+++ Extracted entries

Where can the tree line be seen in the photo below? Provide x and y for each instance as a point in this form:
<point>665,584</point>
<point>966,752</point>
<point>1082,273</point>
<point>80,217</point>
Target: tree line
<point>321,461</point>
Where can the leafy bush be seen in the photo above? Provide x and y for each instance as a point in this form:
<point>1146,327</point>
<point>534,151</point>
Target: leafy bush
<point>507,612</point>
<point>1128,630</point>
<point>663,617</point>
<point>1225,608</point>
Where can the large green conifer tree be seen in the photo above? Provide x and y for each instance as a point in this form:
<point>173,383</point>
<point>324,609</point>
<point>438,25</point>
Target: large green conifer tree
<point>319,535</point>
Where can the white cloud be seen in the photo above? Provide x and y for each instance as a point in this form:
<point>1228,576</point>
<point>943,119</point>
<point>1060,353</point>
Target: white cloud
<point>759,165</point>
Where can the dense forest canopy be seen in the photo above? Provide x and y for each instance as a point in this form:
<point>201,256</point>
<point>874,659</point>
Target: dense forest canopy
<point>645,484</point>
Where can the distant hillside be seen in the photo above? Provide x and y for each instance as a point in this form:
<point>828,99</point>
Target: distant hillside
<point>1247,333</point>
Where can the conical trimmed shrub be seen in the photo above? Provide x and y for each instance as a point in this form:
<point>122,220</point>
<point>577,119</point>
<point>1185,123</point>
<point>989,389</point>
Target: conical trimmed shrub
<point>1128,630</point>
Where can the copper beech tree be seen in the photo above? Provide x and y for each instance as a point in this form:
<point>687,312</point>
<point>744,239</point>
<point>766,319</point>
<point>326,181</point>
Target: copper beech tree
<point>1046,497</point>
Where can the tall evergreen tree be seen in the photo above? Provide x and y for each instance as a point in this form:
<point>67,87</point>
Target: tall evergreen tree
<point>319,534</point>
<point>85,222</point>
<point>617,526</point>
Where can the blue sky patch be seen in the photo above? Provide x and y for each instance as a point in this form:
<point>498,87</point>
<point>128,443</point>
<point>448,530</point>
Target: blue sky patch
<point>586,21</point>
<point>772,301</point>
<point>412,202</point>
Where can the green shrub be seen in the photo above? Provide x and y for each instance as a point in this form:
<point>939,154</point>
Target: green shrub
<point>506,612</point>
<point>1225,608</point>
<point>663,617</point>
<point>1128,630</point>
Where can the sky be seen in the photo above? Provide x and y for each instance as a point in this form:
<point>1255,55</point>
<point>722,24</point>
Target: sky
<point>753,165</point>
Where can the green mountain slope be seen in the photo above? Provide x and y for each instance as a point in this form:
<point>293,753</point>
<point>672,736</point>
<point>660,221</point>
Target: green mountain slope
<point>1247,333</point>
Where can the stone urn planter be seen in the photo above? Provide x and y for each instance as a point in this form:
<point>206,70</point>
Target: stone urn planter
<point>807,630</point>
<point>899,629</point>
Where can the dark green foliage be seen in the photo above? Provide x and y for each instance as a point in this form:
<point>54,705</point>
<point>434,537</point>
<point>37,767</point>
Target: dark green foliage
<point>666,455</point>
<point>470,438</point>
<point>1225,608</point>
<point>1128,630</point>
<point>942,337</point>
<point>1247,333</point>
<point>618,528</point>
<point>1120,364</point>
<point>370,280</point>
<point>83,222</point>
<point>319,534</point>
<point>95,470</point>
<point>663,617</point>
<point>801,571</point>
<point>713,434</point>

++++++

Output the whole listing word for word.

Where can the tree line be seen in the photo below? Provide x and y for each instance as a point in this form:
<point>665,584</point>
<point>966,752</point>
<point>1082,273</point>
<point>80,217</point>
Target: tree line
<point>321,461</point>
Where can the leafy bush be seen in the photo above? Provide x and y for each instance as a point in this form:
<point>1146,327</point>
<point>534,151</point>
Target: leafy bush
<point>507,612</point>
<point>1128,630</point>
<point>663,617</point>
<point>1225,608</point>
Where can the large green conifer tree be seen in the photo above? Provide x and y for each instance as a point in this form:
<point>173,383</point>
<point>324,609</point>
<point>438,25</point>
Target: large green conifer tree
<point>319,535</point>
Where can the white cloud be seen in the photo above? Provide x and y for each instance as a point in this form:
<point>1228,576</point>
<point>943,119</point>
<point>1060,353</point>
Target: white cloud
<point>759,165</point>
Where can the dense forest canopy be seen in the photo above? Provide x and y for each instance as a point in this form:
<point>201,256</point>
<point>874,659</point>
Target: dense forest canopy
<point>645,484</point>
Where can the distant hillside be seen in the photo above? Provide x and y for each instance as a point in this form:
<point>828,99</point>
Target: distant hillside
<point>1247,333</point>
Where can the conical trimmed shrub be seen in the photo above? Provide x and y for each instance as a point in this form:
<point>122,220</point>
<point>577,119</point>
<point>1185,123</point>
<point>989,389</point>
Target: conical trimmed shrub
<point>1128,630</point>
Where can the copper beech tree be seen in the photo above? Provide x and y for each instance as a point in this form:
<point>687,312</point>
<point>744,239</point>
<point>766,319</point>
<point>326,181</point>
Target: copper beech tree
<point>1046,497</point>
Where can the tall evergreen tree be seen in the photo above? Provide x and y for each instance as a point in this form:
<point>67,87</point>
Target: tall evergreen tree
<point>319,534</point>
<point>85,222</point>
<point>617,526</point>
Where can the blue sky patch be seen in the photo above? Provide x and y for each instance as a point in this form:
<point>498,87</point>
<point>128,443</point>
<point>448,530</point>
Target: blue sky patch
<point>586,21</point>
<point>772,301</point>
<point>412,202</point>
Where can the green shrub be seen in the photo above? Provide x and y for each instance as a point in this form:
<point>939,154</point>
Target: green shrub
<point>506,612</point>
<point>1225,608</point>
<point>663,617</point>
<point>1128,630</point>
Where can the sky be seen in the photo above? Provide x and y for each instance as a point in this form:
<point>1255,55</point>
<point>722,24</point>
Target: sky
<point>753,165</point>
Where can the green mountain slope be seen in the photo above? Provide x and y for each instance as a point in this form:
<point>293,753</point>
<point>672,736</point>
<point>660,221</point>
Target: green mountain slope
<point>1247,333</point>
Where can the stone urn planter be seen in the photo above? Provide x and y for each instance as a point in this form:
<point>206,70</point>
Target: stone urn planter
<point>807,630</point>
<point>899,629</point>
Where can the dark green foliage be seen in the photo above? Provide x and y for each instance as a point in this form:
<point>54,705</point>
<point>434,537</point>
<point>37,767</point>
Target: dark green foliage
<point>666,455</point>
<point>470,438</point>
<point>1225,608</point>
<point>1128,630</point>
<point>942,337</point>
<point>1247,333</point>
<point>618,528</point>
<point>1120,364</point>
<point>370,280</point>
<point>83,222</point>
<point>319,534</point>
<point>95,470</point>
<point>663,617</point>
<point>801,571</point>
<point>713,434</point>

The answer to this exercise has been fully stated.